EXTRACT TO READ:
Modern guidelines for hosting a kid birthday party including invites, food, opening presents in front of others and the much debated, goodie bags. Children’s birthday party etiquette and the basics for how many kids to invite, sending thank you cards and what “no gifts” really means at kid parties. This modern parent’s birthday party etiquette guide gives you the scoop on how to host a kid birthday party in the 21st century.
Children’s Birthday Party Etiquette 101
As parents, celebrating the birth of our children is often a more anticipated even and planned with the same fervor as your own wedding. For kids, having a birthday party is more important than some holidays like the 4th of July or Thanksgiving. This one day a year is a special occasion where most parents throw their child a birthday party and celebrate the baby which made them a parent or expanded your brood.
Oftentimes we try our best to plan these occasions with utmost precision and make sure our kid’s party stands out on the birthday party circuit – but before you slap down your credit card and fill a couple carts at the party store, know that birthdays can be memorable without a huge guest list or going over budget.
These tips will help you be a gracious party host and throwing a party that’s just right for the age and personality of your child.
Bonus: Download An Easy-To-Use Birthday Party Planning Checklist
Guideline for the Number of Guests Invited to a Kid Birthday Parts
A good rule of thumb for toddler and preschoolers who are having birthday parties is to invite the number of the child’s age plus one more. For example, if your child will be four, let her chose five guests to invite.
If you choose to have a joint party with a sibling or friend, this number might double to accommodate friends from both sides
Email Versus Paper Invitations for Kid Parties
Whichever avenue you take to send out invitations is up to you. There is no right or wrong way to invite your child’s friends and family to their birthday party, one may be more convenient or keepsake appropriate depending on your needs.
Sending electronic invitations is convenient, but some schools have strict policies against invitations being circulated at school. Often this is to make sure children who aren’t invited don’t feel left out and hurt.
If you chose to send invitations, this is a part of the party planning where you can involve your child in the planning. The excitement of picking out, writing, addressing and mailing (or handing out) invitations builds excitement for the party. Plus you get this time together to connect and share a fun experience.
Whatever you do, set an RSVP date on the invitation so you can get an accurate headcount and don’t have any surprise guests showing up at your door you’re unprepared for.
Do I Need to Invite The Entire Class?
Once kids are school age, this process of inviting the entire class versus a select few becomes tricky. If you plan to invite a few select kids from class, this is OK at not making the rest of the class feel left out. However, if you chose to invite more than half of the class, it’s appropriate to include the entire class and avoid hurt feelings or being rude.
Think of how your child would feel if they were one of the 2 or 3 kids without an invitation. Follow the golden rule and don’t leave anyone out unless you’re only inviting a few kids (5 or less).
If only a few kids from class are coming to your child’s birthday, see if you can have a small celebration at school by bringing donuts, a snack or cupcakes for everyone to share and celebrate together.
Having a “No Gifts Rule” at Your Kids Birthday Party
It’s perfectly OK to note on an invitation for guests to not bring gifts with a simple “please no gifts” or “your presence is gift enough” message. You don’t have to share your reasoning behind this choice or feel obligated to explain yourself.

RECORD EXCERPTS:

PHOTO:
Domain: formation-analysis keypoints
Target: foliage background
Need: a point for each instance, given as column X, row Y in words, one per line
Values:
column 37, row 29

---

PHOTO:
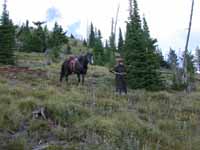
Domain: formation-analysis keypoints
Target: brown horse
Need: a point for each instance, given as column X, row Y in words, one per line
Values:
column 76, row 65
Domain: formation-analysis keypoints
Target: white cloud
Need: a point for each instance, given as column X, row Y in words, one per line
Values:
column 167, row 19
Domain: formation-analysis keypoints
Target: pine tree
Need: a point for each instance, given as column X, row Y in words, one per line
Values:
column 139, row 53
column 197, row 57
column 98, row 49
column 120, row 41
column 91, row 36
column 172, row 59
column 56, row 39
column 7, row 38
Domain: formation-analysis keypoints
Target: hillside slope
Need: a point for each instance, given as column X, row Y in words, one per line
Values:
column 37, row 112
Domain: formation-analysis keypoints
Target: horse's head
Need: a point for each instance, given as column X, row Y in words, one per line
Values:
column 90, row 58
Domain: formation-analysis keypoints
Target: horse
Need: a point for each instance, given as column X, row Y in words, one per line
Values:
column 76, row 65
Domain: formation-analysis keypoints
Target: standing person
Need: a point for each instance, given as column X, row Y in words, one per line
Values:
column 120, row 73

==

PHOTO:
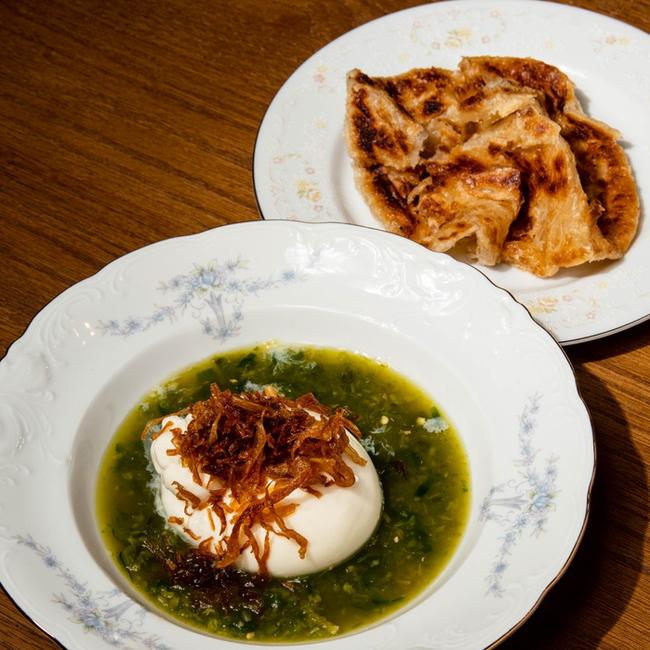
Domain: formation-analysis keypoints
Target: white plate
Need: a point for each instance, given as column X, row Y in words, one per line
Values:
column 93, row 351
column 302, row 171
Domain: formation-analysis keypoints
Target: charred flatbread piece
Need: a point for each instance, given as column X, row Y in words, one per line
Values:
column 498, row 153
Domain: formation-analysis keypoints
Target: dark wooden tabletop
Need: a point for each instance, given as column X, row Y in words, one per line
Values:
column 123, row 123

WRITTEN EXERCISE A: Please translate this sentence from the birthday party etiquette guide into Spanish: "You don’t have to share your reasoning behind this choice or feel obligated to explain yourself."
WRITTEN EXERCISE B: Pick up the birthday party etiquette guide above after its last sentence and write the next part.

TASK RESPONSE A: No tienes que compartir las razones de esta decisión ni sentirte en la obligación de explicarte.

TASK RESPONSE B:
When It’s Appropriate to Serve Food
This is entirely dependent upon the time of the party. If you have a party over the lunch or dinner hour, say 11:30am – 1:30pm or 4pm – 6pm, expect to serve kids a meal. Pizza, sandwiches, hot dogs, hamburgers or chicken tenders are kid-friendly foods easy to cook, order and serve.
If the party falls in the mid-morning or mid-afternoon having snacks on hand such as fruit, muffins, pretzels, chips and veggies are good to munch on before cake and cupcakes.
If you know kids who have special needs or food allergies will be attending, be sure to have appropriate food on hand so they get a chance to eat as well.
Should I Feed Parents Too?
If you’re feeding the kids, have food ready for their parents too. Parents appreciate feeling included versus being a wallflower waiting for the party to end and take their kid home. If they’re included they’ll also be more likely to pitch in to help. Include parents in the headcount for cake and cupcakes too!
If you’re hosting a big party and expect a crowd of parents and adults, it’s a good idea to offer grown up fare and adult beverages versus a juice box and hot dogs.
Presents at Kid Parties: Opening Gifts or Saving Them for Later?
Opening gifts after guests have left is acceptable party etiquette – and smart for a couple of reasons:
- Opening gifts in front of other kids can have negative outcomes. Gift giving can become a competition between the biggest and nicest gifts and can cause jealousy or even feelings or feeling left out if one child didn’t bring a gift or couldn’t afford more than a few dollars spent on a present.
- The focus of the party is on spending time together with guests and opening gifts puts the focus on materialism versus a quality experience with friends and family.
- Opening gifts can seriously cut into the birthday party time (especially if you’re sticking with an hour or two hour long party.)
- Depending on the birthday child’s personality, opening gifts in front of others may be an anxiety and tumultuous experience. A shy child can feel uncomfortable with guests watching him open presents.
- Opening gifts in front of others, can make guests feel obligated to give gifts. This can be uncomfortable if guests are unable to afford bringing a present.
- At the point in a party of gift-giving, kids can reach the point of being overstimulated. It might be best to calmly open presents at home away from onlookers when the environment is calm and parents can keep track of all the presents received for thank you notes.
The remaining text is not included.